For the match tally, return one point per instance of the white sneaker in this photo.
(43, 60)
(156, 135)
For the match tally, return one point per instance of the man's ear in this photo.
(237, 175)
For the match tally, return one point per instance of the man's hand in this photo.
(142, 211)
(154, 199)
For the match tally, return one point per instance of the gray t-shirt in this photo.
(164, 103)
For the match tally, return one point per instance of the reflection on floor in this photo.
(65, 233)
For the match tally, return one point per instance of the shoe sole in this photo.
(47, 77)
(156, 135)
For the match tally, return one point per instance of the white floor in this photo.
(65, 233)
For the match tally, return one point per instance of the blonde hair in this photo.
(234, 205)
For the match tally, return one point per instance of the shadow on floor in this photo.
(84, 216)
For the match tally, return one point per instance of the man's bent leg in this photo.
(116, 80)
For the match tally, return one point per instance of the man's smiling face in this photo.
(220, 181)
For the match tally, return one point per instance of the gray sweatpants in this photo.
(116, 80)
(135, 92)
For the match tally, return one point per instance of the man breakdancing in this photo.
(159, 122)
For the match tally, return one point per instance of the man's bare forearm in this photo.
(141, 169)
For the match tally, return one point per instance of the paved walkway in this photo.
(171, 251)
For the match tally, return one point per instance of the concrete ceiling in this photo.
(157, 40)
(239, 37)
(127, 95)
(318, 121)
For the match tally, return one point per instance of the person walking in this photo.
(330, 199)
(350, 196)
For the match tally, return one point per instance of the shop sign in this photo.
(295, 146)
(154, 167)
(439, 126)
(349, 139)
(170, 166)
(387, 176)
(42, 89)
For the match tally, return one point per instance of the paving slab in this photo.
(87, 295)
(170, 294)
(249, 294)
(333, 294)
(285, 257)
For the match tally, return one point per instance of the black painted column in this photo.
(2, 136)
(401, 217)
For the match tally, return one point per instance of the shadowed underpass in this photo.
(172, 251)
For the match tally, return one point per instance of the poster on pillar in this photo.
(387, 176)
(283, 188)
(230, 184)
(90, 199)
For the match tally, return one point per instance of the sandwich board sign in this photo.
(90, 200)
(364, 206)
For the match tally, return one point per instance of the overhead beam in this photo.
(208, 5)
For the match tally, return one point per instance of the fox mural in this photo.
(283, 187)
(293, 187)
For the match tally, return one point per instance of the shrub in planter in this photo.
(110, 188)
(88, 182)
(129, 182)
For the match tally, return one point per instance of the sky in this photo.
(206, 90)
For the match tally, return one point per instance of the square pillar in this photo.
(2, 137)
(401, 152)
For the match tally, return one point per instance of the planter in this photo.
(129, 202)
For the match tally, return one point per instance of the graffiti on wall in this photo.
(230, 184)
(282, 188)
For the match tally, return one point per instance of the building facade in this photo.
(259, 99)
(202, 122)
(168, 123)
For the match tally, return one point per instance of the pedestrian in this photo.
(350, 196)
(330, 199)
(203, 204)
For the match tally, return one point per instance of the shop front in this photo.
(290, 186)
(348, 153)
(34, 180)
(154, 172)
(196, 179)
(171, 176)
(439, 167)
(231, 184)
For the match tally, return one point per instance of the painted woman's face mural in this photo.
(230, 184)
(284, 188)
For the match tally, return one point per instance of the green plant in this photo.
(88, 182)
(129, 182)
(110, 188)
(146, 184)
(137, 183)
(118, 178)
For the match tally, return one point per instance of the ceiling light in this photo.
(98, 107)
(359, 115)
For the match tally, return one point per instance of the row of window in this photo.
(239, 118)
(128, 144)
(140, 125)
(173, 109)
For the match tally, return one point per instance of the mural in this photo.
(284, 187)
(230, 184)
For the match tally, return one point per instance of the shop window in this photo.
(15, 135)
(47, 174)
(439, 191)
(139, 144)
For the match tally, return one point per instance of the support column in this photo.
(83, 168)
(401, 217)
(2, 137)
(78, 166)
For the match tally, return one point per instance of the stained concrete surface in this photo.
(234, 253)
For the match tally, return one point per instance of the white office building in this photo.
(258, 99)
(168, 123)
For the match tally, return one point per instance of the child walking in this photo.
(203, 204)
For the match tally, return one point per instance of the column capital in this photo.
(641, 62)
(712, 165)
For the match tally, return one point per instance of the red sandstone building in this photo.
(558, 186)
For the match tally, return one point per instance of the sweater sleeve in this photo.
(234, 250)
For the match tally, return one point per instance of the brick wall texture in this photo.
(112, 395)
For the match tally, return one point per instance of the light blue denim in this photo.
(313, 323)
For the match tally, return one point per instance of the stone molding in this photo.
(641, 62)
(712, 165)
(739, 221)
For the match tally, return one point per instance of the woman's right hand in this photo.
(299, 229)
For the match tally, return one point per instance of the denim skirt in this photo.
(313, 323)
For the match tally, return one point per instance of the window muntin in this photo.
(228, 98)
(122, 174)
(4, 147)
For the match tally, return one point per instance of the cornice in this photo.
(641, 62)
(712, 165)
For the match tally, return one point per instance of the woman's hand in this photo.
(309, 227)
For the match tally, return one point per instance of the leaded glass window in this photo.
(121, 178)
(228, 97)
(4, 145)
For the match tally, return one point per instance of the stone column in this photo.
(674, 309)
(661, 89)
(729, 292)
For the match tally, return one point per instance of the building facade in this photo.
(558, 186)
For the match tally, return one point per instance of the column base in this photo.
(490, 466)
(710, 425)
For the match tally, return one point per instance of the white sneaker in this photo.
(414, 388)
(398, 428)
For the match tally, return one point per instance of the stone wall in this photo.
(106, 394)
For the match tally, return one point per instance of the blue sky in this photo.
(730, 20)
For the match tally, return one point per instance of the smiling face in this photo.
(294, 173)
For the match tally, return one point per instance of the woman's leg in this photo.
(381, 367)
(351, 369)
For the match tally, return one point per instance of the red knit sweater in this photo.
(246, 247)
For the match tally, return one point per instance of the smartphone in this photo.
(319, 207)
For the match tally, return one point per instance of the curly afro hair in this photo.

++++++++

WRITTEN INSTRUCTION: From the first line to the last, retype the data exactly.

COMPLETE RESPONSE:
For the match tally, return one point per instance of the white sneaker in this photo.
(43, 60)
(156, 135)
For the match tally, return one point per instance of the man's ear in this photo.
(237, 175)
For the match tally, return one point per instance of the man's hand in this photo.
(142, 211)
(154, 199)
For the match tally, return one point per instance of the gray t-shirt in this photo.
(164, 103)
For the match tally, return one point per instance of the reflection on floor in this photo.
(65, 233)
For the match tally, return one point per instance of the shoe sole in this photo.
(47, 77)
(156, 135)
For the match tally, return one point per instance of the white floor in this photo.
(65, 233)
For the match tally, return one point per instance of the blonde hair in this photo.
(234, 205)
For the match tally, return one point per instance of the shadow on floor in this photo.
(84, 216)
For the match tally, return one point per instance of the man's bent leg in this photo.
(116, 80)
For the match tally, return one point per instance of the man's smiling face in this photo.
(220, 181)
For the match tally, return one point per instance of the gray sweatpants in this photo.
(116, 80)
(135, 92)
For the match tally, return one point per instance of the man breakdancing in this photo.
(159, 122)
For the match tally, return one point per instance of the man's bare forearm in this photo.
(141, 169)
For the match tally, return one point per instance of the paved walkway in this photo.
(171, 251)
For the match tally, return one point per instance of the concrete ceiling in this photo.
(157, 40)
(239, 37)
(127, 95)
(318, 121)
For the match tally, return one point per instance of the person walking in this photo.
(330, 199)
(350, 196)
For the match tally, return one point per instance of the shop sign in this photo.
(295, 146)
(154, 167)
(439, 126)
(349, 139)
(170, 166)
(387, 176)
(42, 89)
For the match tally, return one point per instance of the paving slab in this photo.
(87, 295)
(170, 294)
(249, 294)
(333, 294)
(285, 257)
For the match tally, return one point per instance of the black painted column in this photo.
(2, 136)
(401, 217)
For the match tally, return one point per instance of the shadowed underpass in this photo.
(172, 251)
For the match tally, return one point per instance of the poster on pillar in this photo.
(387, 176)
(283, 188)
(230, 184)
(90, 199)
For the match tally, return one point per instance of the sandwich board sign in this photo.
(90, 200)
(364, 206)
For the match tally, return one point per instance of the overhead beam in this photo.
(208, 5)
For the match tally, return one point per instance of the fox mural in this photo.
(283, 187)
(293, 187)
For the match tally, return one point per instance of the shrub in planter in this photo.
(110, 188)
(88, 182)
(129, 182)
For the match tally, return one point per instance of the sky in this photo.
(206, 90)
For the match tally, return one point per instance of the square pillar in this photo.
(2, 137)
(401, 152)
For the match tally, return one point per instance of the planter in this photo.
(129, 202)
For the match tally, return one point per instance of the graffiti on wall in this photo.
(230, 184)
(282, 188)
For the match tally, return one point per instance of the building facade in this photo.
(259, 99)
(202, 122)
(168, 123)
For the match tally, return one point per instance of the pedestrian in this photo.
(350, 196)
(330, 199)
(203, 204)
For the match tally, return one point per instance of the shop front in this photo.
(290, 186)
(348, 153)
(34, 180)
(154, 172)
(196, 179)
(171, 176)
(439, 167)
(231, 184)
For the match tally, return one point per instance of the painted woman's face mural in this photo.
(230, 184)
(284, 188)
For the match tally, return one point per instance of the green plant in this photo.
(88, 182)
(129, 182)
(110, 188)
(146, 184)
(137, 183)
(118, 178)
For the match tally, return one point per instance of the ceiling light in this photo.
(98, 107)
(359, 115)
For the match tally, return one point per instance of the row of window in this photo.
(239, 118)
(128, 144)
(140, 125)
(173, 109)
For the match tally, return one point per instance of the mural in this photo.
(284, 187)
(230, 184)
For the match tally, return one point per instance of the shop window in this photo.
(15, 135)
(47, 174)
(439, 191)
(139, 144)
For the match tally, return one point per instance of the support column in this photo.
(83, 168)
(401, 217)
(2, 137)
(78, 166)
For the match tally, return one point per instance of the stained concrete surface in this photo.
(234, 253)
For the match tally, return one point per instance of the white office building in this photo.
(258, 99)
(168, 123)
For the match tally, return one point per instance of the child walking in this photo.
(203, 204)
For the match tally, return one point per instance of the column capital in this photo.
(641, 62)
(712, 165)
For the match tally, return one point per instance of the red sandstone building in this photo.
(558, 186)
For the match tally, return one point per instance of the sweater sleeve in this photo.
(234, 250)
For the match tally, return one point per instance of the brick wall texture in this photo.
(112, 395)
For the match tally, return one point per instance of the light blue denim in this photo.
(313, 323)
For the match tally, return one point per instance of the stone molding in this photo.
(641, 62)
(712, 165)
(739, 221)
For the match tally, return one point per instance of the woman's right hand in this photo.
(299, 229)
For the match tally, return one point per instance of the denim skirt in this photo.
(313, 323)
For the match tally, return one point per instance of the window muntin in this photo.
(228, 98)
(122, 174)
(4, 147)
For the match tally, return one point per instance of the cornice in this photo.
(641, 62)
(712, 165)
For the match tally, return one point per instance of the woman's hand in this photo.
(309, 227)
For the match tally, return one point per instance of the leaded glass window in this photo.
(121, 178)
(228, 97)
(4, 145)
For the match tally, return one point per instance of the stone column in this photo.
(674, 309)
(661, 89)
(729, 292)
For the match tally, return one point per instance of the building facade in this photo.
(558, 186)
For the match tally, return one point per instance of the column base in this photo.
(490, 466)
(710, 425)
For the match tally, return one point per instance of the white sneaker in this photo.
(414, 388)
(398, 428)
For the match tally, return one point per instance of the stone wall in this photo.
(106, 394)
For the match tally, return one point per instance of the blue sky in this photo.
(730, 20)
For the match tally, return one point per instance of the smiling face in this photo.
(294, 173)
For the match tally, return one point per instance of the woman's leg in this photo.
(381, 367)
(351, 369)
For the match tally, return one point per instance of the red knit sweater in this photo.
(246, 247)
For the match tally, return one point per instance of the smartphone in this photo.
(319, 207)
For the match tally, return one point per instance of the curly afro hair in this photo.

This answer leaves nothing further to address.